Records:

--- BEGIN ---

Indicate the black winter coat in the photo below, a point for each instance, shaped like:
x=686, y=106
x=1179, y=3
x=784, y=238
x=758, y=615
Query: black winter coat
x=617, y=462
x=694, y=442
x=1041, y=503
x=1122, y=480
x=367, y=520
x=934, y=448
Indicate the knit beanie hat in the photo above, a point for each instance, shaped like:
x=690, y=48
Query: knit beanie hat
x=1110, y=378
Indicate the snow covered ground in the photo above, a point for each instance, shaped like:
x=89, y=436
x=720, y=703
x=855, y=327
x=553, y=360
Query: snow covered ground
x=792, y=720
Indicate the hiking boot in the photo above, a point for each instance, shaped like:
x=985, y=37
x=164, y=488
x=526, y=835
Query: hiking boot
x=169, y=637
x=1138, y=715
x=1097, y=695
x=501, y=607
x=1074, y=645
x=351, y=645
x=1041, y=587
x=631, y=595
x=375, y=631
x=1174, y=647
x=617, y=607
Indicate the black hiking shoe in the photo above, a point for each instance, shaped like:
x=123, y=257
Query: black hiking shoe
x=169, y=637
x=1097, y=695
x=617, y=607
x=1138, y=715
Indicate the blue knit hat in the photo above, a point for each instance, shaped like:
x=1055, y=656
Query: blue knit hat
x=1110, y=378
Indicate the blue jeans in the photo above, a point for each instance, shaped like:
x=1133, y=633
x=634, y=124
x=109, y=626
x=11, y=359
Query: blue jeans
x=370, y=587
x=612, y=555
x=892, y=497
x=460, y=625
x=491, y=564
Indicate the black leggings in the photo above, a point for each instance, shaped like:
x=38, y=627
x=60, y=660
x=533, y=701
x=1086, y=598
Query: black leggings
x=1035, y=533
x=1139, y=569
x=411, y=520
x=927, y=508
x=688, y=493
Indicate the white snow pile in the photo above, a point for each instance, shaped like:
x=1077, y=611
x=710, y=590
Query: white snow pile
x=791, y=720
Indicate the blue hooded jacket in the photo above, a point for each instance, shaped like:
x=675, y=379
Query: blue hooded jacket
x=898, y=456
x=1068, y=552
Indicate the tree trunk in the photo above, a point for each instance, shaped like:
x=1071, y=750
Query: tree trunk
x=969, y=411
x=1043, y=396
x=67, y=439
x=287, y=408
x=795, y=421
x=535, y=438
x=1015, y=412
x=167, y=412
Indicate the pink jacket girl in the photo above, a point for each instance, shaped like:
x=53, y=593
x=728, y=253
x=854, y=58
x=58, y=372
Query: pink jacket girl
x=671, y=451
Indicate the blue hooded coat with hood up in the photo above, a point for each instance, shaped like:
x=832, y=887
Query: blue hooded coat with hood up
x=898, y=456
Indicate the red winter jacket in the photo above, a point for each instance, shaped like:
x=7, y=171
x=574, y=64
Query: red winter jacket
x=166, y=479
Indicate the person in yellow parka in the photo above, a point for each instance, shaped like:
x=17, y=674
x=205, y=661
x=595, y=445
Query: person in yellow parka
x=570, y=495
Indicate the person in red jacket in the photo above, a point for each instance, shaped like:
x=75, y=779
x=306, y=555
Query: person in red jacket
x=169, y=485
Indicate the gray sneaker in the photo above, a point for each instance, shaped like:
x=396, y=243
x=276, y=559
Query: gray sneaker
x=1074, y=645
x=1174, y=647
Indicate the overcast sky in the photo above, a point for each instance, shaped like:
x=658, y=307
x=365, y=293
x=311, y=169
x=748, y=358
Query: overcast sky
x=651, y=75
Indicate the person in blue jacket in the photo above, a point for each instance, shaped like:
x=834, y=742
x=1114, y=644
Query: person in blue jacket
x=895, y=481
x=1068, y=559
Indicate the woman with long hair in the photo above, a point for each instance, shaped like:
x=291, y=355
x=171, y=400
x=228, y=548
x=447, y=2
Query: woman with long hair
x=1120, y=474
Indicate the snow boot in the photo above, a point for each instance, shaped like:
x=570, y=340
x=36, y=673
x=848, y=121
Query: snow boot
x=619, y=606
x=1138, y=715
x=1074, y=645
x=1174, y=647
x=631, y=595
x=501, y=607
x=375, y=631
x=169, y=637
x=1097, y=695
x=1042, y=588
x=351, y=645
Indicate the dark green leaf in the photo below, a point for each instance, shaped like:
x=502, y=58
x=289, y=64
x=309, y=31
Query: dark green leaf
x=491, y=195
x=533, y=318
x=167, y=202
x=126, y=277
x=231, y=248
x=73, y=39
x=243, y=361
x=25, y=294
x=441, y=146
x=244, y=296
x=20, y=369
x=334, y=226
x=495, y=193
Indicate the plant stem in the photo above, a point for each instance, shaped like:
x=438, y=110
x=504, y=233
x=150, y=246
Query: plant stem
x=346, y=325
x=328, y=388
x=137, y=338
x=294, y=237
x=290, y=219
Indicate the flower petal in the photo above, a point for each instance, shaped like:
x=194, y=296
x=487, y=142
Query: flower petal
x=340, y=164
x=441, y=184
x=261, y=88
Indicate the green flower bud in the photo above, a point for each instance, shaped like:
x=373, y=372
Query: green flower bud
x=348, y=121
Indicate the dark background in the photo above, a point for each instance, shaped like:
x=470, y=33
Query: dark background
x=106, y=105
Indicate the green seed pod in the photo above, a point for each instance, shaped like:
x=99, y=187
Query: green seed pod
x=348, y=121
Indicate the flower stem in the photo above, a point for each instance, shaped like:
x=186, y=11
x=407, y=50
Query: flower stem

--- END ---

• **Problem**
Copy the rows between the lines holding "Indicate the red" and "x=570, y=495", inclusive, replacing "yellow parka" with "orange parka" and changing nothing else. Return only those lines.

• **Answer to this exercise**
Indicate the red winter jacket in the photo above, a point for each instance, shaped like:
x=7, y=171
x=574, y=64
Query: red winter jacket
x=166, y=479
Indicate the person in orange parka in the photo above, a point for each instance, shaped like:
x=17, y=674
x=205, y=661
x=595, y=445
Query: person in orange parka
x=570, y=495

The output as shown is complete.